Saved data entries:
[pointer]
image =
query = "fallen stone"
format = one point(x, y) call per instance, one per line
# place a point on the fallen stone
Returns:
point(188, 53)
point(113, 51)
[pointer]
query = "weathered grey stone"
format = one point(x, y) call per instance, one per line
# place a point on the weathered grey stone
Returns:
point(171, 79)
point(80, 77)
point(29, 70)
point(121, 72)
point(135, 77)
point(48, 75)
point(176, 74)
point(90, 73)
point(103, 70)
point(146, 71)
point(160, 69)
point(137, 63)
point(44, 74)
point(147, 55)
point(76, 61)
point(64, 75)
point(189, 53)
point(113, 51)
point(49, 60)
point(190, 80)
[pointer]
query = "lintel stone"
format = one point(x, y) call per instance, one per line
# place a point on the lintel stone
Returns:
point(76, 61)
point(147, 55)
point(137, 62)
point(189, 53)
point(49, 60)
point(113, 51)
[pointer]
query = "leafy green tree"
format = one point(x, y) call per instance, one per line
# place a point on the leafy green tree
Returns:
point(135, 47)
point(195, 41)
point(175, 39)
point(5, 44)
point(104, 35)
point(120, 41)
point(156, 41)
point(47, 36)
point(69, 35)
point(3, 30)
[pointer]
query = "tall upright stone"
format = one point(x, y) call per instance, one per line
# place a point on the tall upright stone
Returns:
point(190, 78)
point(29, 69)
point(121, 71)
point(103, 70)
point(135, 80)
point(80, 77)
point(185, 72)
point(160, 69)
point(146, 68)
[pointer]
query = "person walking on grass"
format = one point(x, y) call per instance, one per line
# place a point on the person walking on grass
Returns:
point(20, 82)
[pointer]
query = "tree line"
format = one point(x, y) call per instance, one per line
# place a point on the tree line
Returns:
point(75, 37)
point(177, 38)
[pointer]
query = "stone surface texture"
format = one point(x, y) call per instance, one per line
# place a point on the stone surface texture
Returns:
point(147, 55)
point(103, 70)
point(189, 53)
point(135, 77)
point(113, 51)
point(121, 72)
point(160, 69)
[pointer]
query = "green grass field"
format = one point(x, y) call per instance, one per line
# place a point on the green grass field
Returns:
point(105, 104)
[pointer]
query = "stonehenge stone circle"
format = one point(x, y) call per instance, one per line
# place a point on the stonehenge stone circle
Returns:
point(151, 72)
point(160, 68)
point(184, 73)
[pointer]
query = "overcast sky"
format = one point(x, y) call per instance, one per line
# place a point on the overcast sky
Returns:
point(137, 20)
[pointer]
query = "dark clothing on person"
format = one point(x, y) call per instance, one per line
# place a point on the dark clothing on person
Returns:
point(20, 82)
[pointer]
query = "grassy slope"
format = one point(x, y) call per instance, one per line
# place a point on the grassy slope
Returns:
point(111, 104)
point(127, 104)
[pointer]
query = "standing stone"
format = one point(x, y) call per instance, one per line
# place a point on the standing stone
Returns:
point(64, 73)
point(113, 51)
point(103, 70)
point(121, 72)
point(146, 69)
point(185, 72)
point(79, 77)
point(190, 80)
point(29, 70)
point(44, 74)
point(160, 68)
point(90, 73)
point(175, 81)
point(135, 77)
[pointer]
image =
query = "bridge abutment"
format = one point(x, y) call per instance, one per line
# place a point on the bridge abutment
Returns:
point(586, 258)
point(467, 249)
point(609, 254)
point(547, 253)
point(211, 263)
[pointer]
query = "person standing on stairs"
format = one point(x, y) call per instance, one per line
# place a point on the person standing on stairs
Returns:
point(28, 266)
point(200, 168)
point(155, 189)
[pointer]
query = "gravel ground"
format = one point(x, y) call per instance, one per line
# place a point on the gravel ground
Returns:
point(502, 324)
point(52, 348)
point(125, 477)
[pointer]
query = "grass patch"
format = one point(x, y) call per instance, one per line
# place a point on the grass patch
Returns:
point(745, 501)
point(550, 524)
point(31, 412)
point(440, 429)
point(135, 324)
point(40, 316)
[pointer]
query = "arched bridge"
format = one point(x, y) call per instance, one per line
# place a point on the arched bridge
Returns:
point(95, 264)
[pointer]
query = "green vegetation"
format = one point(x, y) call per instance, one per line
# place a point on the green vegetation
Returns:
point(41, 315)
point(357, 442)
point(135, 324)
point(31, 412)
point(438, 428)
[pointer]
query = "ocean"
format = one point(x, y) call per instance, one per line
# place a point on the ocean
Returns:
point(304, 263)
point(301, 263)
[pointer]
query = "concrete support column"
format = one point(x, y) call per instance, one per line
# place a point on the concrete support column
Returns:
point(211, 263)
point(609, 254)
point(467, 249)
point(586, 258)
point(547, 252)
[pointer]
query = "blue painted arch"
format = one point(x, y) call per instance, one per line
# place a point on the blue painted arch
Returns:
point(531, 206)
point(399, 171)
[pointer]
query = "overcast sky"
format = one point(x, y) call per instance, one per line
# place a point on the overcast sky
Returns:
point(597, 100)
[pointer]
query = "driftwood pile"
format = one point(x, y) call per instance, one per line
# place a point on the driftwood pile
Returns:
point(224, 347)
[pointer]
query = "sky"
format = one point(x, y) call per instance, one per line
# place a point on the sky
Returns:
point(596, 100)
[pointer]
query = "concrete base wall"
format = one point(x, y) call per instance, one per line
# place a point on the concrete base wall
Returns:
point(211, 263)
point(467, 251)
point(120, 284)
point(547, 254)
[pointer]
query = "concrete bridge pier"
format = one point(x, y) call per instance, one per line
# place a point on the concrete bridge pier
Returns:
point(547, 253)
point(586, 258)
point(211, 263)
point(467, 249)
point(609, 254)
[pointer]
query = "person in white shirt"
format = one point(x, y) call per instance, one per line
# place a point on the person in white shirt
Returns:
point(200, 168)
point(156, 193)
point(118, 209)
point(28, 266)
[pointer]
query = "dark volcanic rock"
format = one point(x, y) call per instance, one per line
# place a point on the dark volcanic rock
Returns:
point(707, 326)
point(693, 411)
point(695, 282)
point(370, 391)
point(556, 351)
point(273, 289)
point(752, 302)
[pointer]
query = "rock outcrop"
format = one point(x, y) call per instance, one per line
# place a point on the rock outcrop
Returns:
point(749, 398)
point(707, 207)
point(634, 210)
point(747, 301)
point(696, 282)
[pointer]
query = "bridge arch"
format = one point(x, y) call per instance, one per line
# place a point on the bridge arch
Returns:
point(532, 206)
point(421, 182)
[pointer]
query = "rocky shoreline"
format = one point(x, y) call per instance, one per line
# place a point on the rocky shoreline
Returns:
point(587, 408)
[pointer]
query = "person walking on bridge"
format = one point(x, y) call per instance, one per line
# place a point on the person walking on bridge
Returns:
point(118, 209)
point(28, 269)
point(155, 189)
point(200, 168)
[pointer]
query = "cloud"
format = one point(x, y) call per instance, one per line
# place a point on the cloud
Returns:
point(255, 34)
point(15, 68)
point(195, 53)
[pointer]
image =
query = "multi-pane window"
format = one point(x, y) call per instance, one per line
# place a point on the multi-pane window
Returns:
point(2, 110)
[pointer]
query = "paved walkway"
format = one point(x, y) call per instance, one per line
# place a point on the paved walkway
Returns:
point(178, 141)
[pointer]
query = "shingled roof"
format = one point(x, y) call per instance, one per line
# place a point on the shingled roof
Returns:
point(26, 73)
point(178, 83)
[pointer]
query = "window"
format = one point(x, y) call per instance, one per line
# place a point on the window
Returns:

■ YOUR GOAL
Change every "one per line" in the material above to "each on its own line", and leave everything else as it is.

■ ANSWER TO THE PROBLEM
[pointer]
image =
query = "fallen stone"
format = one point(x, y) call per instance, each on its own line
# place a point on the fallen stone
Returns:
point(188, 53)
point(113, 51)
[pointer]
query = "weathered grey stone"
format = one point(x, y) call per instance, each on its own line
# place a point on the weathered grey stone
Returns:
point(171, 79)
point(80, 77)
point(29, 70)
point(121, 72)
point(135, 77)
point(48, 75)
point(176, 74)
point(90, 73)
point(103, 70)
point(146, 71)
point(160, 69)
point(137, 63)
point(44, 74)
point(147, 55)
point(76, 61)
point(64, 75)
point(189, 53)
point(113, 51)
point(49, 60)
point(190, 80)
[pointer]
query = "lintel stone"
format = one point(x, y) call per instance, each on its own line
# place a point on the lintel stone
Returns:
point(76, 61)
point(147, 55)
point(137, 62)
point(189, 53)
point(49, 60)
point(113, 51)
[pointer]
query = "leafy green tree"
format = one point(x, y) call per instance, each on its own line
# place a point on the leafy green tree
Returns:
point(135, 47)
point(195, 41)
point(175, 39)
point(5, 44)
point(104, 35)
point(120, 41)
point(156, 41)
point(47, 36)
point(69, 35)
point(3, 30)
[pointer]
query = "tall upright stone"
format = one point(x, y) call per instance, each on its own line
# place a point on the tall upright stone
Returns:
point(190, 78)
point(29, 69)
point(121, 71)
point(103, 70)
point(135, 80)
point(80, 77)
point(185, 72)
point(160, 69)
point(146, 68)
[pointer]
query = "person walking on grass"
format = one point(x, y) call per instance, each on its own line
# place a point on the person walking on grass
Returns:
point(20, 82)
[pointer]
query = "tree line"
format = one point(x, y) call per instance, each on its own line
# place a point on the tree line
Returns:
point(75, 37)
point(177, 38)
[pointer]
query = "stone surface texture"
format = one point(x, y) call per instance, each on its own line
# place a point on the stone surface texture
Returns:
point(147, 55)
point(103, 70)
point(189, 53)
point(135, 77)
point(113, 51)
point(121, 72)
point(160, 69)
[pointer]
query = "green grass field"
format = one point(x, y) call per instance, each on its own line
# place a point on the green grass field
Returns:
point(105, 104)
[pointer]
query = "stonehenge stone circle"
format = one point(x, y) call per instance, each on its own line
# place a point on the stonehenge stone circle
Returns:
point(151, 72)
point(160, 68)
point(184, 73)
[pointer]
query = "overcast sky"
format = one point(x, y) call per instance, each on its own line
# place a point on the overcast sky
Returns:
point(137, 20)
[pointer]
query = "dark clothing on person"
format = one point(x, y) call per instance, each on its own line
# place a point on the dark clothing on person
Returns:
point(20, 82)
[pointer]
query = "grassy slope"
format = one point(x, y) call per instance, each on its own line
# place a point on the grassy slope
Returns:
point(111, 104)
point(127, 104)
[pointer]
query = "standing stone"
format = one point(x, y) call per instance, each on its own line
# place a point on the standing stone
Returns:
point(64, 73)
point(113, 51)
point(103, 70)
point(121, 72)
point(146, 69)
point(185, 72)
point(79, 77)
point(190, 80)
point(29, 70)
point(44, 74)
point(160, 68)
point(90, 73)
point(175, 81)
point(135, 77)
[pointer]
image =
query = "bridge abutment"
format = one point(x, y) call per instance, each on its own line
# place a point on the bridge abutment
Returns:
point(586, 258)
point(467, 249)
point(609, 254)
point(547, 253)
point(211, 263)
[pointer]
query = "person standing on stairs"
format = one point(x, y) call per instance, each on its own line
# place a point on the person standing on stairs
Returns:
point(28, 266)
point(200, 168)
point(155, 189)
[pointer]
query = "gravel ground"
format = one point(x, y) call per instance, each on its own line
# place a point on the gravel ground
Returns:
point(502, 324)
point(52, 348)
point(125, 477)
[pointer]
query = "grass patch"
format = one point(x, y) call per instance, each on its own line
# place a point on the grass patch
Returns:
point(745, 501)
point(550, 524)
point(31, 412)
point(440, 429)
point(135, 324)
point(40, 316)
[pointer]
query = "arched bridge"
format = one point(x, y) call per instance, each on its own line
# place a point on the arched bridge
Returns:
point(95, 264)
[pointer]
query = "green vegetation"
format = one point(x, y) call per instance, each on its own line
# place a point on the green vegetation
Returns:
point(41, 315)
point(357, 442)
point(135, 324)
point(31, 412)
point(438, 428)
[pointer]
query = "ocean"
format = one point(x, y) call per instance, each on its own line
# place a point on the ocean
Returns:
point(304, 263)
point(301, 263)
[pointer]
query = "concrete support column"
format = one point(x, y) call per instance, each on its own line
# place a point on the concrete support column
Returns:
point(211, 263)
point(609, 254)
point(467, 249)
point(586, 258)
point(547, 252)
[pointer]
query = "blue painted arch"
format = one point(x, y) call per instance, each on its own line
# place a point on the blue painted arch
Returns:
point(531, 206)
point(399, 171)
[pointer]
query = "overcast sky"
format = one point(x, y) call per instance, each on its own line
# place a point on the overcast sky
Returns:
point(597, 100)
[pointer]
query = "driftwood pile"
format = one point(x, y) call per instance, each on its own line
# place a point on the driftwood pile
Returns:
point(224, 347)
[pointer]
query = "sky"
format = one point(x, y) call per instance, each on its own line
# place a point on the sky
Returns:
point(596, 100)
[pointer]
query = "concrete base wall"
format = one point(x, y) call per instance, each on its own line
# place a point on the concrete base wall
Returns:
point(211, 263)
point(467, 251)
point(120, 284)
point(547, 254)
[pointer]
query = "concrete bridge pier"
format = one point(x, y) call per instance, each on its own line
# place a point on the concrete bridge pier
Returns:
point(547, 253)
point(586, 258)
point(211, 263)
point(467, 249)
point(609, 254)
[pointer]
query = "person in white shirt"
format = one point(x, y) call per instance, each on its own line
# place a point on the person in white shirt
Returns:
point(200, 168)
point(156, 193)
point(118, 209)
point(28, 266)
[pointer]
query = "dark volcanic rock"
format = one point(x, y) call per instance, each on its own line
# place a point on the dark volcanic rock
Returns:
point(707, 326)
point(693, 411)
point(695, 282)
point(370, 391)
point(556, 351)
point(273, 289)
point(752, 302)
[pointer]
query = "rock outcrop"
format = one point(x, y) call per instance, each on its own line
# place a point on the rock outcrop
Returns:
point(749, 398)
point(707, 207)
point(634, 210)
point(747, 301)
point(696, 282)
[pointer]
query = "bridge arch"
format = one point(x, y) call per instance, each on its own line
# place a point on the bridge arch
Returns:
point(532, 206)
point(421, 182)
[pointer]
query = "rocky shoreline"
format = one point(x, y) call per instance, each on its own line
# place a point on the rocky shoreline
Returns:
point(587, 408)
[pointer]
query = "person walking on bridge"
format = one point(x, y) call per instance, each on its own line
# place a point on the person walking on bridge
Returns:
point(118, 209)
point(28, 269)
point(155, 189)
point(200, 168)
[pointer]
query = "cloud"
format = one point(x, y) call per instance, each on its own line
# place a point on the cloud
Returns:
point(255, 34)
point(15, 68)
point(195, 53)
[pointer]
image =
query = "multi-pane window"
format = one point(x, y) call per instance, each on its own line
# place a point on the multi-pane window
Returns:
point(2, 110)
[pointer]
query = "paved walkway"
format = one point(x, y) call per instance, each on its own line
# place a point on the paved walkway
Returns:
point(178, 141)
[pointer]
query = "shingled roof"
format = one point(x, y) call per instance, each on its own line
# place a point on the shingled roof
Returns:
point(26, 73)
point(178, 83)
[pointer]
query = "window"
format = one point(x, y) call per instance, each on its own line
# place a point on the window
Returns:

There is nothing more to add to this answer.